Task to carry out. Search the records for the string "drop" and return each line that has it.

#### Stored data ####

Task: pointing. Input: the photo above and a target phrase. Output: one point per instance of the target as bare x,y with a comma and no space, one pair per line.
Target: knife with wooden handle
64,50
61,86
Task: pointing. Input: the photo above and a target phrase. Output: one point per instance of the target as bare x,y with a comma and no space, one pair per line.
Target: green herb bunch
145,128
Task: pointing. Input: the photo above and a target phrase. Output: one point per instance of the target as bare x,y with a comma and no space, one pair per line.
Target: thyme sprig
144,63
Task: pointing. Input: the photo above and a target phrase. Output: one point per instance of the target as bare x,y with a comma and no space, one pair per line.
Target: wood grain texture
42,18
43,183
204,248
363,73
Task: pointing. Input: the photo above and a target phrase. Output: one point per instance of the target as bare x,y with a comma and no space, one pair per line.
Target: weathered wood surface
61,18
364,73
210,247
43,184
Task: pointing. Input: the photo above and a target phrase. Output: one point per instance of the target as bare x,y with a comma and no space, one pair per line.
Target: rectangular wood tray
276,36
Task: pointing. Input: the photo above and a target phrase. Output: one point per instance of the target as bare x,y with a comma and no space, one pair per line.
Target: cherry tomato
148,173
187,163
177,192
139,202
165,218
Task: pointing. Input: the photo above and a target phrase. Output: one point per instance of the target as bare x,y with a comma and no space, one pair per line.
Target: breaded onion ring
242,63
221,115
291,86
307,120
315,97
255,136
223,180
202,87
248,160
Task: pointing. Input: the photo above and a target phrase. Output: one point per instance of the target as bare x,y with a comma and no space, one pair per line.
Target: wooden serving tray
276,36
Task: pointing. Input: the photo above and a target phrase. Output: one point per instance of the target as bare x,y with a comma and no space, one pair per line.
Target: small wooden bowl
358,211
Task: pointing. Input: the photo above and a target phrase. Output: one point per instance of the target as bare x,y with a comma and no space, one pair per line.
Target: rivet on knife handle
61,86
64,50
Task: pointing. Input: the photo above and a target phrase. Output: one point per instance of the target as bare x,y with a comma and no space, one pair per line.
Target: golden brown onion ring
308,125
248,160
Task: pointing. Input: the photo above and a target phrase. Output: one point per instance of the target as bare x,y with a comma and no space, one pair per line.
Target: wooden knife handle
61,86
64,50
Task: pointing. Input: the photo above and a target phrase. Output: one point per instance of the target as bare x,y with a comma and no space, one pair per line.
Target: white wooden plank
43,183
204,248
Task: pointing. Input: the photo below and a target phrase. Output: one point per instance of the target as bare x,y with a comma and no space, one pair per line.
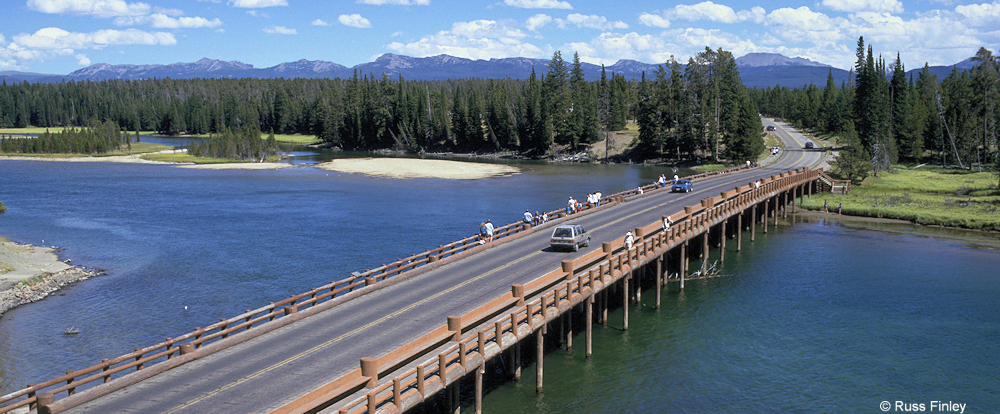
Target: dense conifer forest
882,117
698,110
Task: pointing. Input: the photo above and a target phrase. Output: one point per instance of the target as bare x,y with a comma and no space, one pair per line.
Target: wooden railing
471,339
145,362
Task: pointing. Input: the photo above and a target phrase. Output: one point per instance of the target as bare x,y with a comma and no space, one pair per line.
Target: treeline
95,138
364,113
702,107
883,117
243,144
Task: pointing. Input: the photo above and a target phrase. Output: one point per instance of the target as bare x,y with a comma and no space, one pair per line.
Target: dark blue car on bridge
682,186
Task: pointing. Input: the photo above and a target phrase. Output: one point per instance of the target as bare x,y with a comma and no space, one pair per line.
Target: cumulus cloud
654,20
96,8
853,6
396,2
594,22
279,30
162,21
480,39
803,24
354,20
538,4
54,38
537,22
256,4
980,15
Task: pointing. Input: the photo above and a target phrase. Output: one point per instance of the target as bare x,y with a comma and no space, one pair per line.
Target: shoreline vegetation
927,196
31,273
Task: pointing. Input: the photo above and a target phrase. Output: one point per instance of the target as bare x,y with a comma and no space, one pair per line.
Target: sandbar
419,168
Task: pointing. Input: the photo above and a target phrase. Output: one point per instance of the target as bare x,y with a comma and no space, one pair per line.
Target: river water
816,316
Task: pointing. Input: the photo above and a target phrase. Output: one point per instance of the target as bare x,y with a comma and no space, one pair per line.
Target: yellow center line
344,336
389,316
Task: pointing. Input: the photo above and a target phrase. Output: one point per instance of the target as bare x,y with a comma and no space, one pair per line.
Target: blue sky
60,36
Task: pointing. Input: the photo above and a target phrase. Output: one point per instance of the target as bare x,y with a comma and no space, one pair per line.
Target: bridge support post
684,262
540,340
704,251
604,307
479,387
739,234
589,311
625,303
722,248
369,369
659,280
569,329
43,402
515,360
767,214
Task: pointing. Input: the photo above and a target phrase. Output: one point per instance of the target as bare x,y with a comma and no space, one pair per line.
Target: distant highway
266,372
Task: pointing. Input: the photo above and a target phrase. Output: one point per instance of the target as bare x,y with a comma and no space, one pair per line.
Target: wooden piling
625,303
739,234
540,340
589,311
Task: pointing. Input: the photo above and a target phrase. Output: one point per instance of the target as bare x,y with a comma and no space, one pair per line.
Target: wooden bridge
386,339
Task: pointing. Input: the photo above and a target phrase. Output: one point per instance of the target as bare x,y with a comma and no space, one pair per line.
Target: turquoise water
815,317
812,317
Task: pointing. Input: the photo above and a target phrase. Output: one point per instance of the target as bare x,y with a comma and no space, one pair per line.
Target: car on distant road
682,186
569,236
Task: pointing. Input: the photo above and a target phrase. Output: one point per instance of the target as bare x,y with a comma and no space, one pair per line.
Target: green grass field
137,148
925,196
291,139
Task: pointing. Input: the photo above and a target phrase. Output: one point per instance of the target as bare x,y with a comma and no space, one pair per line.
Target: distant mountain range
758,70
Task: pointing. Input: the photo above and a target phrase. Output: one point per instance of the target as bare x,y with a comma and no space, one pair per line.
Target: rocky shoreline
41,286
31,273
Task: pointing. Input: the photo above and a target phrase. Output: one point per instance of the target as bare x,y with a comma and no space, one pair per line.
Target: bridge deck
268,371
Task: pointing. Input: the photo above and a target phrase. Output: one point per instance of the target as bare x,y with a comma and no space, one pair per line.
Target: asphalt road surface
275,368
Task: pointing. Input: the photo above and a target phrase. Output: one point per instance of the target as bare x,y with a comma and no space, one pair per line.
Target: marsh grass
184,158
286,138
924,196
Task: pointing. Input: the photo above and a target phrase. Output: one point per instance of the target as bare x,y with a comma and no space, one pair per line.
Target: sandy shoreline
418,168
30,273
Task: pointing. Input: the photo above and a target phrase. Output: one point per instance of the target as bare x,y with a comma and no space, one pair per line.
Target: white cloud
96,8
802,24
53,38
852,6
354,20
654,20
537,22
161,21
396,2
704,11
980,15
538,4
480,39
594,22
279,30
254,4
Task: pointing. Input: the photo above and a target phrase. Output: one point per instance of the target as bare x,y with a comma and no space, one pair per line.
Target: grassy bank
137,148
925,196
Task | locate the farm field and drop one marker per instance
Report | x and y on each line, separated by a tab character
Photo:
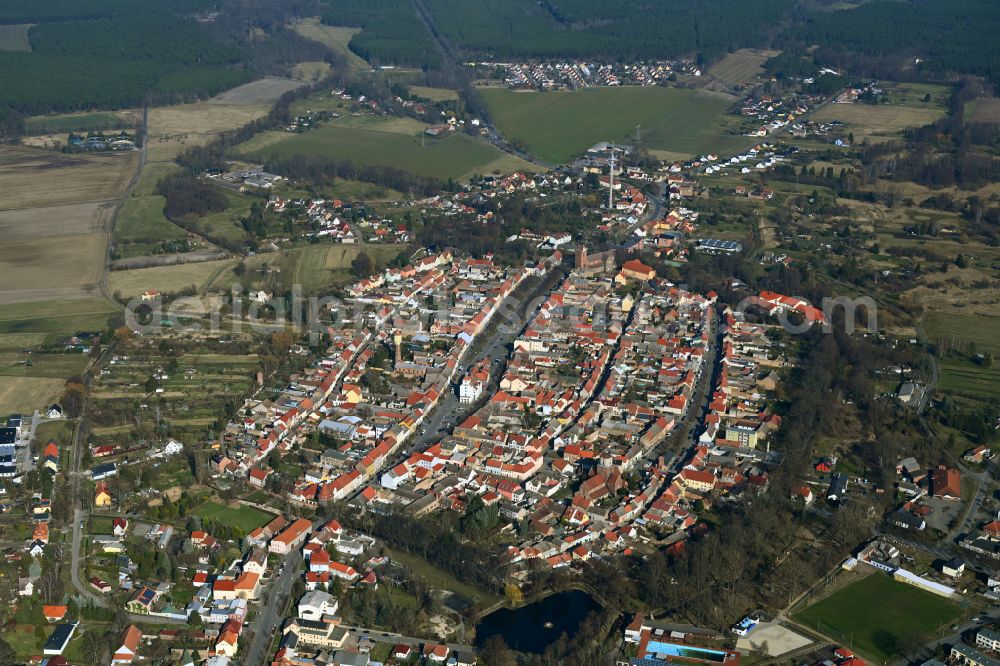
263	91
979	329
375	143
15	37
876	611
55	212
434	94
244	518
741	66
64	123
26	394
878	119
53	317
167	279
962	377
314	267
311	71
173	129
558	126
983	110
335	37
32	178
914	94
193	397
55	366
141	225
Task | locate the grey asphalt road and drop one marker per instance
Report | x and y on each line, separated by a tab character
270	617
450	410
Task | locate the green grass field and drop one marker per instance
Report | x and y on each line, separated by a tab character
869	611
979	329
558	126
438	578
334	37
382	143
15	37
245	518
74	122
141	226
57	316
966	378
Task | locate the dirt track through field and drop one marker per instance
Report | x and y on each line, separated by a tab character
263	91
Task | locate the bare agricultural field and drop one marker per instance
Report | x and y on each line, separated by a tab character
311	71
986	110
167	279
15	37
741	66
25	394
878	120
55	211
262	91
434	94
30	178
60	267
173	129
335	37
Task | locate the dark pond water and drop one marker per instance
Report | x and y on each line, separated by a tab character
525	629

####

Finished task.
Task | locate the farm field and drop one marker per instance
Task | locate the grey asphalt road and drop one marker per instance
Task | locate the green grass field and drop one marker per instance
Task | locate the dirt track through field and drop one marker per instance
Task | locate the bare agricultural field and drop one marker per instance
Task | locate the dark pond water and drop one marker per instance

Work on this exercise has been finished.